Photo-based referring expression data
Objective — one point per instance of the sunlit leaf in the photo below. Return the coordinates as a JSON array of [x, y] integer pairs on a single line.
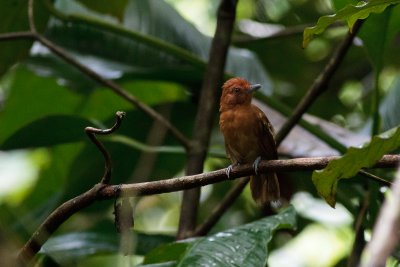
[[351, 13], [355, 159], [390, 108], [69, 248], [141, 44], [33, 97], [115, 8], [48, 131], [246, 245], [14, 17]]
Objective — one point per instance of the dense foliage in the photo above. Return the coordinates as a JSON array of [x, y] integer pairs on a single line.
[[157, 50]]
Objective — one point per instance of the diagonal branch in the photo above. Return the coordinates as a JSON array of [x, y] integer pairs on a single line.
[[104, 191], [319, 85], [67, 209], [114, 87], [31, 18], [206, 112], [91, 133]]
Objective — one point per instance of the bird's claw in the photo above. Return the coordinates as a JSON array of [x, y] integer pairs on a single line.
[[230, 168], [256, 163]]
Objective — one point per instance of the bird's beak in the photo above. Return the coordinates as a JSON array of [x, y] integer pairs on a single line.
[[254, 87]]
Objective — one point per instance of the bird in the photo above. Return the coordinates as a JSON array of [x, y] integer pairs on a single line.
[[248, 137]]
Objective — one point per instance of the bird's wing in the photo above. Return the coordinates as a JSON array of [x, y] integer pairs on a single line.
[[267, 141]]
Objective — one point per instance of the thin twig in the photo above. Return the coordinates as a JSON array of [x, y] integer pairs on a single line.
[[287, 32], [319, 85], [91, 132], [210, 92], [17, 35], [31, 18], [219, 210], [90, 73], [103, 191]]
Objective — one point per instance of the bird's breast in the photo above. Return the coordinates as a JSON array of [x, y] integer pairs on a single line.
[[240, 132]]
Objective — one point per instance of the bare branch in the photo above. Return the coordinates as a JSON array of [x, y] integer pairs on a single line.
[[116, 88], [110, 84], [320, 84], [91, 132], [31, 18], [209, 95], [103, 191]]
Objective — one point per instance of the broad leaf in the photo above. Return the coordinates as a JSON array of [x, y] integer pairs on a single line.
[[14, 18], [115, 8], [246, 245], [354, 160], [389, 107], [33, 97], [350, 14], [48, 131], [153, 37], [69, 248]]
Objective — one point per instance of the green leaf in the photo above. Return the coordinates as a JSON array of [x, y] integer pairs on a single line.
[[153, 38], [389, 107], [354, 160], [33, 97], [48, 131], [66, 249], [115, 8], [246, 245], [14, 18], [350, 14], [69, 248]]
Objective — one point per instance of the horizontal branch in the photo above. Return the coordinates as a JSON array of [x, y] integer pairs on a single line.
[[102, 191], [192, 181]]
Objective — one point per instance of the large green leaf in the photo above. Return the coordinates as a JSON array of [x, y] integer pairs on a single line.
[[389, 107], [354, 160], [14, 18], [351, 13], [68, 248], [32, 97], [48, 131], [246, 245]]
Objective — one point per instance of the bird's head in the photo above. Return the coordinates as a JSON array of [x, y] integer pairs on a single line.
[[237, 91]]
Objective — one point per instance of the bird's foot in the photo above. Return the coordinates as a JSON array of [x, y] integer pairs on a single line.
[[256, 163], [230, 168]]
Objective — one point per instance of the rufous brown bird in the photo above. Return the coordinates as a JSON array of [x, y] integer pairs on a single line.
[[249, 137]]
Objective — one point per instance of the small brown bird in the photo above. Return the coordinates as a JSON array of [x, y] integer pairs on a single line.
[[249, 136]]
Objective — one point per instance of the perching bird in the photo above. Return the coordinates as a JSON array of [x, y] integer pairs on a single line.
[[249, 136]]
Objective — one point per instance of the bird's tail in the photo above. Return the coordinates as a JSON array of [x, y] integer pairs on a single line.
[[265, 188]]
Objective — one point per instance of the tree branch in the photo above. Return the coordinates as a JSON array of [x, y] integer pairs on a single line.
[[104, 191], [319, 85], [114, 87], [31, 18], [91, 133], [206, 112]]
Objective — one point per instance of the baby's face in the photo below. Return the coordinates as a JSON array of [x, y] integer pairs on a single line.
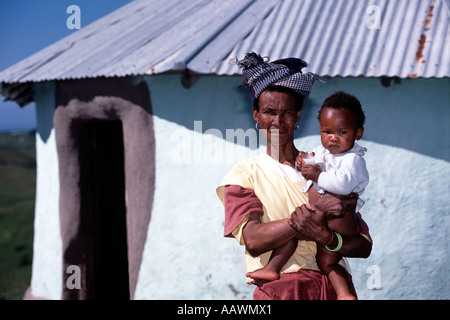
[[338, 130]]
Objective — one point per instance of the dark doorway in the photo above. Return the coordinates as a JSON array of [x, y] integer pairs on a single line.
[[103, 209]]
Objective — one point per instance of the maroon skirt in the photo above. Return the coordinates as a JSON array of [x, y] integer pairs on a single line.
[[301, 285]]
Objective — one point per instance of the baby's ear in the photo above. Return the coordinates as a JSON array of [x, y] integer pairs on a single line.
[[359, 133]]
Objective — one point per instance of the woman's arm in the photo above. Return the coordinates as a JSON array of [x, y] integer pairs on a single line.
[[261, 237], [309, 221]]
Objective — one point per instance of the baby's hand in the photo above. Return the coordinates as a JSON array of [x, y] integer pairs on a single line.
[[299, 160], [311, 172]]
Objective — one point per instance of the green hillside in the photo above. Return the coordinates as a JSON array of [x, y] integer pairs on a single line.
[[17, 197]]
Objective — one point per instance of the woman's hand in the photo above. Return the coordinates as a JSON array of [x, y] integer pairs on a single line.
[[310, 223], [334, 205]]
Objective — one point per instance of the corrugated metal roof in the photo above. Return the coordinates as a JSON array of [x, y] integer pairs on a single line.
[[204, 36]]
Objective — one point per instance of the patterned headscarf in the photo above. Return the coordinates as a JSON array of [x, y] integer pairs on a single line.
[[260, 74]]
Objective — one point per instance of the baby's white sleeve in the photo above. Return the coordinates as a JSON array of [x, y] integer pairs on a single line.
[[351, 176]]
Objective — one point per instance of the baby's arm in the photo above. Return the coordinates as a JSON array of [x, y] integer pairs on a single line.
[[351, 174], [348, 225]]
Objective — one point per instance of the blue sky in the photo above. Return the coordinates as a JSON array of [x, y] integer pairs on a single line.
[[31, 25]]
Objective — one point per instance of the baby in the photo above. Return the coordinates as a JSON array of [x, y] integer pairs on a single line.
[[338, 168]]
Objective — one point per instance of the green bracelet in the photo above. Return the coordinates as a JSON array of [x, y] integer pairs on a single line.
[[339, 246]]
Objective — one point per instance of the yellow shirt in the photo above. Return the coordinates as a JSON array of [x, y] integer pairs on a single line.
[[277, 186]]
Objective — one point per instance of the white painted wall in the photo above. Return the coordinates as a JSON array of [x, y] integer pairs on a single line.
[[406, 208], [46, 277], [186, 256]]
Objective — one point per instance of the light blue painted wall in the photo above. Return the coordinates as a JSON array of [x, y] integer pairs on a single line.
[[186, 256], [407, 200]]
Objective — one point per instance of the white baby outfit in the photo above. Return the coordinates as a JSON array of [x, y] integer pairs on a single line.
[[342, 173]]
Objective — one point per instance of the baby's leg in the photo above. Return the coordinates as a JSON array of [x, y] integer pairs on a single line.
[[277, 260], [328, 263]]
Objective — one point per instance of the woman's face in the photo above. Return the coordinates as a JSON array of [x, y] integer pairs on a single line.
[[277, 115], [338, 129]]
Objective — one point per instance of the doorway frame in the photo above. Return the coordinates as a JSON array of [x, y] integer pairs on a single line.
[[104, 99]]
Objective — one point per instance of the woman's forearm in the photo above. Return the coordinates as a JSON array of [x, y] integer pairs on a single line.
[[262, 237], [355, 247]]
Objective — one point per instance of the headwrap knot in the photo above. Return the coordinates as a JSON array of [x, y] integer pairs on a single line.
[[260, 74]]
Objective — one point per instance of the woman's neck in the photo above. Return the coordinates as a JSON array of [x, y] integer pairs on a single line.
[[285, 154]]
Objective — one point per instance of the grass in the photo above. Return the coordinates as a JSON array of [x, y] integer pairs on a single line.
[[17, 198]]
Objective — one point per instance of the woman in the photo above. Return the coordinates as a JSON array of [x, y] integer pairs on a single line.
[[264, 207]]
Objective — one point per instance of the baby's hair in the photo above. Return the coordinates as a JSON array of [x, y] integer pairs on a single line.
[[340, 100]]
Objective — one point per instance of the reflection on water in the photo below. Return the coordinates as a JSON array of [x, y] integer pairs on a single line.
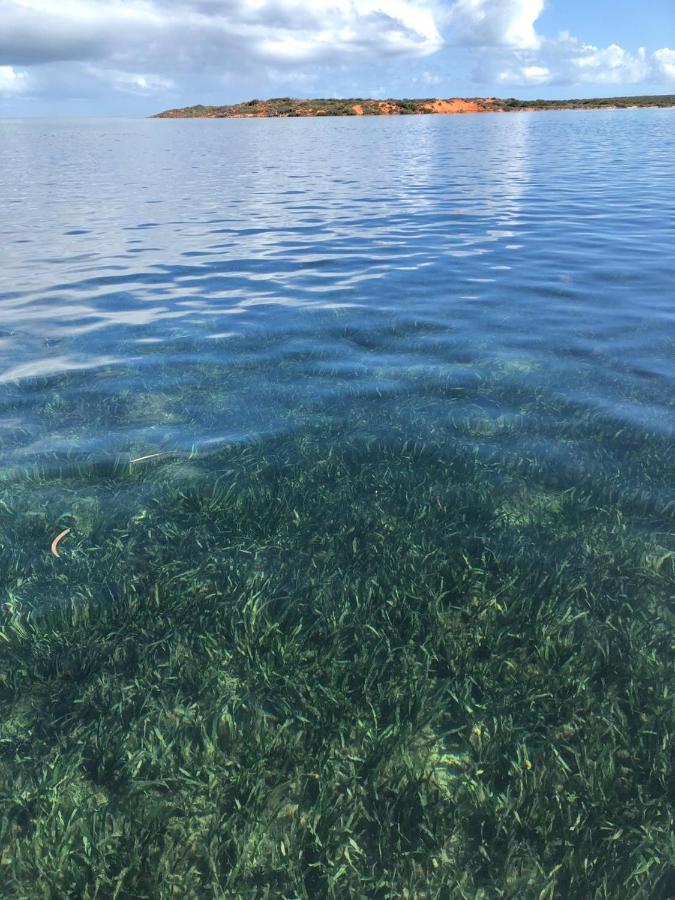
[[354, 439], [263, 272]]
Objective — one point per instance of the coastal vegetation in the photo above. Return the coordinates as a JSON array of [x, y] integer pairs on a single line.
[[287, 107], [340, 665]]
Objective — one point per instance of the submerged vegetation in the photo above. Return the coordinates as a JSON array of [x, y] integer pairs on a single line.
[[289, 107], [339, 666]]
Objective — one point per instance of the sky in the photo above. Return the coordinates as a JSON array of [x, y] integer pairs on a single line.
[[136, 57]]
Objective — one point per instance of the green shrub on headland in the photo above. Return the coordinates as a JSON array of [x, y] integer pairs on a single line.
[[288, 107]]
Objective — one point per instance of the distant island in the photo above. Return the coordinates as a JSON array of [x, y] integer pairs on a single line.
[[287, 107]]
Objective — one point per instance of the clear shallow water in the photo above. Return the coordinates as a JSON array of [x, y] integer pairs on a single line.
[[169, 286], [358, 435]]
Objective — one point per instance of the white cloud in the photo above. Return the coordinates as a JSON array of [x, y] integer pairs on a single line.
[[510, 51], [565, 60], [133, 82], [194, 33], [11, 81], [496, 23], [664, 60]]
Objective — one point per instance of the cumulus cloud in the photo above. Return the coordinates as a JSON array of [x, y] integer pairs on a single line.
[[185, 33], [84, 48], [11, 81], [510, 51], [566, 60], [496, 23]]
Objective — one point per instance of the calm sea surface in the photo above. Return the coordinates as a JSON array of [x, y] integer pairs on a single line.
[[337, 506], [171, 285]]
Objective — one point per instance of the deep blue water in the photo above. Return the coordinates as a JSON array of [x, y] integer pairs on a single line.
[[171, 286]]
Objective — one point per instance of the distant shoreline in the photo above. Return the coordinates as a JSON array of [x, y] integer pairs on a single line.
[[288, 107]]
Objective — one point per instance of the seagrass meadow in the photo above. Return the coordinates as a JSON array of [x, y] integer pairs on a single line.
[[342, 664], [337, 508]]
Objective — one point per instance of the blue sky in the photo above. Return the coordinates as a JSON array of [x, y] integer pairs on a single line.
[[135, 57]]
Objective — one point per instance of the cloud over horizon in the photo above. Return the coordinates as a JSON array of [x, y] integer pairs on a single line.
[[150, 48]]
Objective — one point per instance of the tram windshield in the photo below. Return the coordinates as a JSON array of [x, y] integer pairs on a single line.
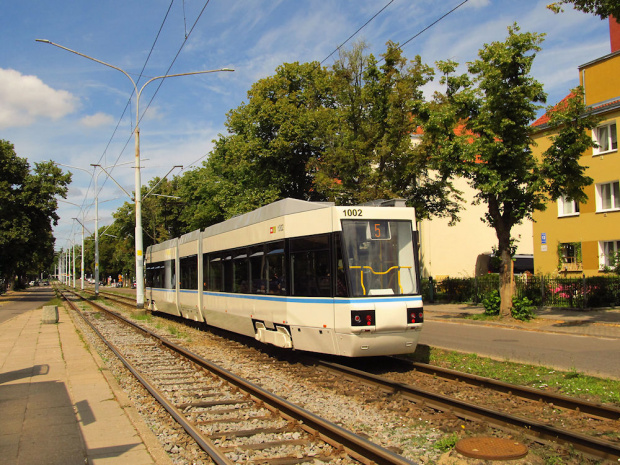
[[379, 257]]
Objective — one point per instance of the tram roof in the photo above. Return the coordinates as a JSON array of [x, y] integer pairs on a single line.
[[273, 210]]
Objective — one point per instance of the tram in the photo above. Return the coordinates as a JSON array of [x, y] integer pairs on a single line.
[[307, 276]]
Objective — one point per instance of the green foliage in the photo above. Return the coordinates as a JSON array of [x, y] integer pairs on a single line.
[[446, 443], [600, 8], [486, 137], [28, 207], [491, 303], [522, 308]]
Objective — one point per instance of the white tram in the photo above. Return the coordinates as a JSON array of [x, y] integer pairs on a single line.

**Problem statement:** Return exactly the lines that begin with the one containing "Objective — one point per instance of the deep" and end with the final line of the data above; include no pictures.

**Completed task:**
Objective — one point per instance of the deep blue water in the photo above. Return the coordinates as a JSON array of [x, y] integer pairs on a single line.
[[171, 286]]
Objective — one point per instance of the distant shoreline in the photo above. Return the coordinates as a JSON array of [x, y] integer pairs on a single line.
[[288, 107]]
Objective — one point per instance of the seagrass meadow in the photo above. Return the coordinates as a JSON array of [x, y] integer pairs on a single line.
[[342, 664], [337, 508]]
Objective — one point per instance of the blue sky in the photo above. Return the coordinates as a JSON array of [x, y] integer pairs on a single line.
[[135, 57]]
Objective — one point per instance of the cloud over horizon in the photo above. Return the coordinates as a JSON array of [x, y] integer pairs on a single line.
[[150, 48]]
Objective — one point per instance of the tram windshield in the photo below. Return the coordinates as a JSON array of [x, y] integer pairs on a single line.
[[379, 257]]
Objective — one point per instance of the tram roof in the photo above. Return the coordinates as a JSON array of [x, y] integer pairs on a single line.
[[273, 210]]
Objective — one point per instance of the tram in the photo above. Return the coordinates as a JSON array of [x, y] integer pairs on a single line.
[[307, 276]]
Objective — one point per instance of the green foliage in the photo above. Return the coordinates as a JSON array of [x, y] integer pairs on a single line.
[[446, 443], [600, 8], [486, 137], [28, 207], [491, 303], [522, 308]]
Objective — one point per instance of the white tram in the photo above. Return the coordinates as a JSON array of [x, y] integer pairs on a single line.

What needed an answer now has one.